▸ Exercise requirements
Rewrite the source data below, replacing "green water" with "pond water" everywhere it appears and changing nothing else. Omit the pictures from your answer.

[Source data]
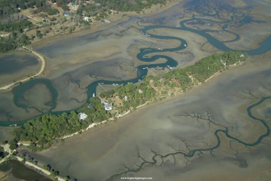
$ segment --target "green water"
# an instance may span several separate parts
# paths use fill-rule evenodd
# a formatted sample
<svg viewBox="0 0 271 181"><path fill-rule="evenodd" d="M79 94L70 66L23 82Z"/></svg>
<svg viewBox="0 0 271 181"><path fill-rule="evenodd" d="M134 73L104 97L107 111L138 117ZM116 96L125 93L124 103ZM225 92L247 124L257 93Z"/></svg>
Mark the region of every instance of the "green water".
<svg viewBox="0 0 271 181"><path fill-rule="evenodd" d="M38 172L26 167L23 164L17 160L9 160L0 165L1 171L8 173L11 169L11 173L10 174L13 174L13 175L17 179L39 181L51 180L39 174Z"/></svg>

▸ Written solution
$ segment --target "pond water"
# an instance may span several separate parts
# paths use fill-rule evenodd
# a formatted sample
<svg viewBox="0 0 271 181"><path fill-rule="evenodd" d="M79 94L70 66L23 82Z"/></svg>
<svg viewBox="0 0 271 181"><path fill-rule="evenodd" d="M134 73L104 97L107 111L138 117ZM116 96L125 93L124 103ZM225 92L247 124L257 93Z"/></svg>
Mark the region of every instance of the "pond water".
<svg viewBox="0 0 271 181"><path fill-rule="evenodd" d="M38 172L26 167L23 164L17 160L9 160L0 165L1 171L8 173L11 169L11 173L10 174L13 174L13 175L17 179L39 181L51 180L39 174Z"/></svg>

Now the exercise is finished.